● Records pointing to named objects
══════════

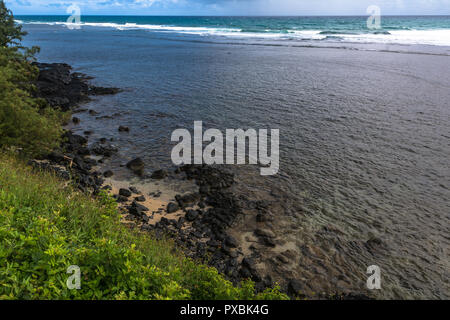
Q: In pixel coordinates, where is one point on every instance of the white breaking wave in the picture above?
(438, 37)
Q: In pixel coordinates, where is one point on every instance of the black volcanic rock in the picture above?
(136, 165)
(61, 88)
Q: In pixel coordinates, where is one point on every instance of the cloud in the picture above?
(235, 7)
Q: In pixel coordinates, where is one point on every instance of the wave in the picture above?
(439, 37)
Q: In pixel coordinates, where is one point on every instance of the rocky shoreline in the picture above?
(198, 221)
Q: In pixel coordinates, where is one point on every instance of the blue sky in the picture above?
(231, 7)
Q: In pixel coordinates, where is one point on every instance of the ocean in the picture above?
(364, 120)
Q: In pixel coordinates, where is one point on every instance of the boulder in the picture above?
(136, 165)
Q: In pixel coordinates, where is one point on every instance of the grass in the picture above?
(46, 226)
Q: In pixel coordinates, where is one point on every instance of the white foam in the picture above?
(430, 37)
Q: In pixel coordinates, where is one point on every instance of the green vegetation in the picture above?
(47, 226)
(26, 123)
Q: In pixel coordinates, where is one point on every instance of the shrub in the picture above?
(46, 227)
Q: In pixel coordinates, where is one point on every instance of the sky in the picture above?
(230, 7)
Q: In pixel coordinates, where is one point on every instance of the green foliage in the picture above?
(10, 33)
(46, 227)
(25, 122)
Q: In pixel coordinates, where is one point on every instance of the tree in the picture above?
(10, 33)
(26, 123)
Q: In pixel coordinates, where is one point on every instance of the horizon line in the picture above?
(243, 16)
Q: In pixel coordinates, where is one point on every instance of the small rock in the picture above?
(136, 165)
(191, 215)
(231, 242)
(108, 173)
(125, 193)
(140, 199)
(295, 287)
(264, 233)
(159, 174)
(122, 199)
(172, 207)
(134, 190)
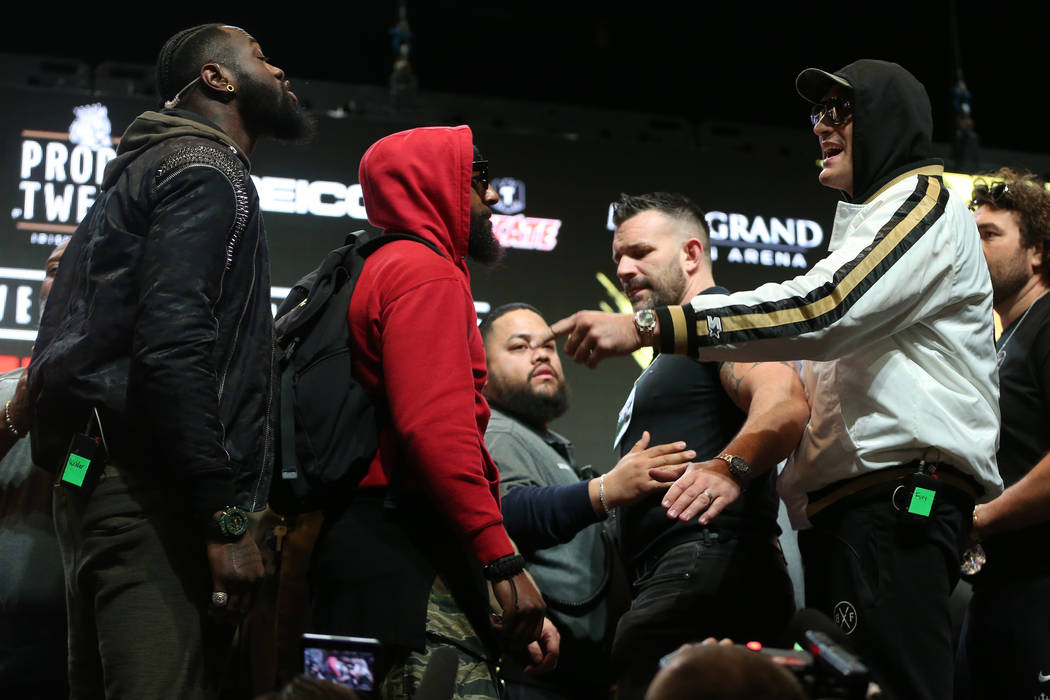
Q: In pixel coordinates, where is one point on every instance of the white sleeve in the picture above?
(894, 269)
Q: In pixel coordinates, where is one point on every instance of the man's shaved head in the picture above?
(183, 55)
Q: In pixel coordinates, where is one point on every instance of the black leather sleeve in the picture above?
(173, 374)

══════════

● Task statement
Copy every line of the records above word for word, leaving out the pictures.

● Problem solution
Q: In pixel coordinates, where is one point on every instance of the white breaking wave in the picture above?
(438, 37)
Q: In pixel coordinates, where is one point on every instance of the black volcanic rock in the picture above?
(136, 165)
(61, 88)
Q: In pixel coordinates, where is one point on every instance of the cloud in the picture above?
(235, 7)
Q: In pixel coordinates, where is one point on every instance of the wave in the picture above?
(439, 37)
Q: In pixel coordinates, where is one point on every instance of the rocky shoreline in the picture above?
(198, 221)
Q: In pixel coordinates, where is one point on every instance of the blue sky in the picture above?
(231, 7)
Q: In pixel coordinates, where is one point on every instance of the ocean in the picture above?
(364, 120)
Q: In pixel coordinates, where is one point on every instance of the boulder in the picture above?
(136, 165)
Q: In pixel coordinates, where is one point on every instance of the grass in the picture above?
(46, 226)
Q: In pixel coordinates, where is one point on every instance of the white foam in the picture above?
(430, 37)
Q: In pixel coordinates, where is one point on every instance of the green vegetation in the picture above?
(47, 226)
(26, 123)
Q: In pixel coordinates, where is one point on every instance of the shrub in the picture above?
(46, 227)
Q: In pixel coordinates, where is one point on every instance of the sky in the picture above?
(230, 7)
Q: In pixel coordinates, where is one point on every instance of the green foliage in the picture above?
(10, 33)
(46, 227)
(25, 122)
Q: In pixel coordinates, where is one point on every instance of the tree in the picture above?
(10, 33)
(26, 123)
Q: In pixel coordinates, where is one point on every instance of the horizon line in the picture above?
(243, 16)
Q: In pixel coordinates, where is one point on every instance of the small rock in the picture above?
(136, 165)
(191, 215)
(231, 242)
(108, 173)
(125, 193)
(140, 199)
(295, 287)
(264, 233)
(159, 174)
(122, 199)
(172, 207)
(134, 190)
Q: In pixel coordinates, where is one point on every instance of the white sleeve in the picture above?
(894, 269)
Q: In pixel coordinates, where is one point on every instance of the man's shaved head in the picture above?
(183, 55)
Q: In pixel coordinates, where is one point on every instance of the black leather sleeve in the picture above?
(173, 374)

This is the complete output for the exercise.